━━━━━ Document section ━━━━━

Calculator input
The form uses a responsive grid: three columns on large screens, two on medium screens, and one on small screens.
Example data table
| Scenario | Age | Weight | Form | Strength | Illustrative dose | Illustrative note |
|---|---|---|---|---|---|---|
| Infant | 1 year 2 months | 10.50 kg | Liquid | 24 mg/mL | 157.5 mg or 6.6 mL | 15 mg/kg example with careful label checking. |
| Child | 6 years 0 months | 20.00 kg | Liquid | 24 mg/mL | 300 mg or 12.5 mL | Weight-based example using 15 mg/kg. |
| Teen | 12 years 0 months | 42.00 kg | Tablet | 500 mg | 500 mg or 1 tablet | Rounded practical tablet example. |
| Adult | 30 years 0 months | 72.00 kg | Tablet | 500 mg | 1000 mg or 2 tablets | Adult labelled example with 6-hour spacing. |
Formula used
Weight-based formula
Single dose (mg) = body weight (kg) × selected mg/kg
Dose range (mg) = weight × 10 to weight × 15
Displayed daily cap (mg) = the smaller of weight × 60 and the absolute daily ceiling used on the page.

━━━━━ Data provided ━━━━━

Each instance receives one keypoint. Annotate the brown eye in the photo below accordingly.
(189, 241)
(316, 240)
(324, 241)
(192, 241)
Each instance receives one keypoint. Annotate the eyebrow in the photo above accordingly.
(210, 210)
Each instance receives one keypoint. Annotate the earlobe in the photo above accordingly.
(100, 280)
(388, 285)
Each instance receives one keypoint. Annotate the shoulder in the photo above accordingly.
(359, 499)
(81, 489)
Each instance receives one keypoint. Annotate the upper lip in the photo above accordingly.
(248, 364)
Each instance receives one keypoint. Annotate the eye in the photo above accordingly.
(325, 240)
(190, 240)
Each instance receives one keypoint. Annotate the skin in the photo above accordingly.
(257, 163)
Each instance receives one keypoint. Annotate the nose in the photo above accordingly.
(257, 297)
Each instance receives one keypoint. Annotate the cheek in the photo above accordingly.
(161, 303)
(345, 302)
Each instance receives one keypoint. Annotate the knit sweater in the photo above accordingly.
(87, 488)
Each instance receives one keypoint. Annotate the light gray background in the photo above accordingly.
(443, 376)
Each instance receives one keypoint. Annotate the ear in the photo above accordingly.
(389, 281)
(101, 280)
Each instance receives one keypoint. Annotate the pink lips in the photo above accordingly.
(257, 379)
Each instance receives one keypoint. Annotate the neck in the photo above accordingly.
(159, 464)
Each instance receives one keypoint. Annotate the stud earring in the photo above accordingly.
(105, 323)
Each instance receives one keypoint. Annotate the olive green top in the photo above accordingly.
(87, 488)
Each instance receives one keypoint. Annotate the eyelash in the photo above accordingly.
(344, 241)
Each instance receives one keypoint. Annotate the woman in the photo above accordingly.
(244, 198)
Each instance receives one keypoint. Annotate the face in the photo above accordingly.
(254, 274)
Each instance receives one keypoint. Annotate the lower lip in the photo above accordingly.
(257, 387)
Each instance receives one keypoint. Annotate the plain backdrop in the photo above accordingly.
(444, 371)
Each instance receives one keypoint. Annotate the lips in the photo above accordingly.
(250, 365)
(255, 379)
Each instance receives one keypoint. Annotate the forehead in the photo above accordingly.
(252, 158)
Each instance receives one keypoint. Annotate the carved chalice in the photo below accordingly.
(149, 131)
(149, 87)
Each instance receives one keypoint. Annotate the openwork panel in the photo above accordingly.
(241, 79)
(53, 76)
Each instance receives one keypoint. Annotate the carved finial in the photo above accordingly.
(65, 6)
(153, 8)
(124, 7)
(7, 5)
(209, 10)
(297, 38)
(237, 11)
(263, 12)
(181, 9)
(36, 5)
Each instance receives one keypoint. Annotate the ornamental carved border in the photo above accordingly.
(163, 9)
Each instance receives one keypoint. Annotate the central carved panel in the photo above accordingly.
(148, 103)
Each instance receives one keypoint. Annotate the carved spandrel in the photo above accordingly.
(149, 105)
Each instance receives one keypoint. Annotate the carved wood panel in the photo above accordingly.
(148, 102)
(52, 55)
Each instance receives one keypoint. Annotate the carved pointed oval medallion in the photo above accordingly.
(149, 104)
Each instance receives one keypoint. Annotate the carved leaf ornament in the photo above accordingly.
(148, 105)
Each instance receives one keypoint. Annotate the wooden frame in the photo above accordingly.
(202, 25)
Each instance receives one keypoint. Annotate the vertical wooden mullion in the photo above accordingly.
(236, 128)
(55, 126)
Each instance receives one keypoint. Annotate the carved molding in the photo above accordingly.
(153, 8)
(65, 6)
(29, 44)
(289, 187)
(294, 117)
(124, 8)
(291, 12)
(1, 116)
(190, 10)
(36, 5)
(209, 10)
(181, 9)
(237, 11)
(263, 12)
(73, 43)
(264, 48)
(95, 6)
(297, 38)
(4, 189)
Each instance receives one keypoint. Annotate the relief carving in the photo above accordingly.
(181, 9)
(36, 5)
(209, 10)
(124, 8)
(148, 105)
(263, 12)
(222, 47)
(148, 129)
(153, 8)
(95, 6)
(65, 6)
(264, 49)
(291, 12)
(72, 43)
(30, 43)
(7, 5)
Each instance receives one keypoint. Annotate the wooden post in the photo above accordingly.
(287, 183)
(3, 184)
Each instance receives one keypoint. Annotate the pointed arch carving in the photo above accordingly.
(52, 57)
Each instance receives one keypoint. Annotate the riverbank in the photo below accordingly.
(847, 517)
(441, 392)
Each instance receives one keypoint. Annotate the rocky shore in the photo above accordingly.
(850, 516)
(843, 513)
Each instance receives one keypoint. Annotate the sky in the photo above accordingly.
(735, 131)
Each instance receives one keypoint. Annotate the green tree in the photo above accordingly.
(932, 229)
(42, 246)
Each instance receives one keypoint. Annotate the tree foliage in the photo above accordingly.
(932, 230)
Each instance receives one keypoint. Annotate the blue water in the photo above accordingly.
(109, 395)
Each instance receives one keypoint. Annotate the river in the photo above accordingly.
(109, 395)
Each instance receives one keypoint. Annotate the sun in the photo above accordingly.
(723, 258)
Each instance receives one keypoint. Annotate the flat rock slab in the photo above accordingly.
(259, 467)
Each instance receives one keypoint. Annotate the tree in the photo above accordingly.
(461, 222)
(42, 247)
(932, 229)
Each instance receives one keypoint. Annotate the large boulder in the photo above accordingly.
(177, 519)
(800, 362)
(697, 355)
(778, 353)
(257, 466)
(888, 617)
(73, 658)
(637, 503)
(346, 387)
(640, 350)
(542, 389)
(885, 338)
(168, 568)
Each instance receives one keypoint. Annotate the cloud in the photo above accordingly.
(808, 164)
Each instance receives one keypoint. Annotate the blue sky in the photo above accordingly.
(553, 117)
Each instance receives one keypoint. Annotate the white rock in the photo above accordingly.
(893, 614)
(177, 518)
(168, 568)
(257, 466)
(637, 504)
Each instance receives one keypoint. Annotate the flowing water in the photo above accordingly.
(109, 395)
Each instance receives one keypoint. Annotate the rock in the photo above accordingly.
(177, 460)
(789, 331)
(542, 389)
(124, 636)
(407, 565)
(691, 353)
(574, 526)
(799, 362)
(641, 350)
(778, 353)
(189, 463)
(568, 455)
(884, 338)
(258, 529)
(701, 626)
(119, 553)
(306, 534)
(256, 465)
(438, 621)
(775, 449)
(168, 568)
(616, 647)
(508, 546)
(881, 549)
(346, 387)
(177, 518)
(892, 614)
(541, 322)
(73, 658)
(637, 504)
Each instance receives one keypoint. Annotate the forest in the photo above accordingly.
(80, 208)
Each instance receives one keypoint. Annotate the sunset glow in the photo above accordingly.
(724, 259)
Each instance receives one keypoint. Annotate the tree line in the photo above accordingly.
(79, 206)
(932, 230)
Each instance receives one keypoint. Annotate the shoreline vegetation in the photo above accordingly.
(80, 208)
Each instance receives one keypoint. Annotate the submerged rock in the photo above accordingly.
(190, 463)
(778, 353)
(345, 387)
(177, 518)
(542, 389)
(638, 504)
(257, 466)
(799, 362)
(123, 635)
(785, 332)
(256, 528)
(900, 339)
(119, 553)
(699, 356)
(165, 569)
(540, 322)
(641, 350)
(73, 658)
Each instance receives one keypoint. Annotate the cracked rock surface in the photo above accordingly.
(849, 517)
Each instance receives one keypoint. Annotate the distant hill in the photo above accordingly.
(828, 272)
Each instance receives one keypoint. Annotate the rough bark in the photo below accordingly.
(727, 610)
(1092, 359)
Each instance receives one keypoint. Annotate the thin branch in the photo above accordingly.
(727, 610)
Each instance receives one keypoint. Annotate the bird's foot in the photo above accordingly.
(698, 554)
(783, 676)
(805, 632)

━━━━━

* [What you need to do]:
[A] Answer these questions about the dosing calculator page:
(i) How many columns does the form show on medium screens?
(ii) What strength is listed for the liquid in the Child scenario?
(iii) How is the dose range in mg calculated?
[B] Proceed with the dosing calculator page, picking up after its final line.
The records are material separate from the text.

* [Response list]:
[A]
(i) Two
(ii) 24 mg/mL
(iii) Weight × 10 to weight × 15

[B]
Form conversion formula
Liquid volume (mL) = dose (mg) ÷ concentration (mg/mL)
Tablet count = dose (mg) ÷ tablet strength (mg)
Remaining allowance = daily cap − amount already taken today
How to use this calculator
- Enter age, body weight, and the product form you plan to use.
- Type the liquid concentration or tablet strength from the label.
- Choose auto, adult fixed, or weight-based dosing mode.
- Enter any paracetamol already taken today and the number of doses already given.
- Add the last dose time to estimate the next eligible time.
- Tick risk flags for liver issues, dehydration, fasting, alcohol use, pregnancy, or other combination medicines.
- Press Calculate dose to show the result above the form.
- Review warnings first, then use the CSV or PDF buttons if you need a record.
Frequently asked questions
1. Does this calculator replace a doctor or pharmacist?
No. It is an educational aid for checking arithmetic, intervals, and product strength. Children, frail adults, pregnancy, liver disease, and persistent fever still need professional judgment.
2. Why does the result change with weight?
Many pediatric calculations are weight-based. A larger or smaller body weight changes the milligram target, daily cap, and the matching liquid volume or tablet count.
3. Why does the page ask about other medicines?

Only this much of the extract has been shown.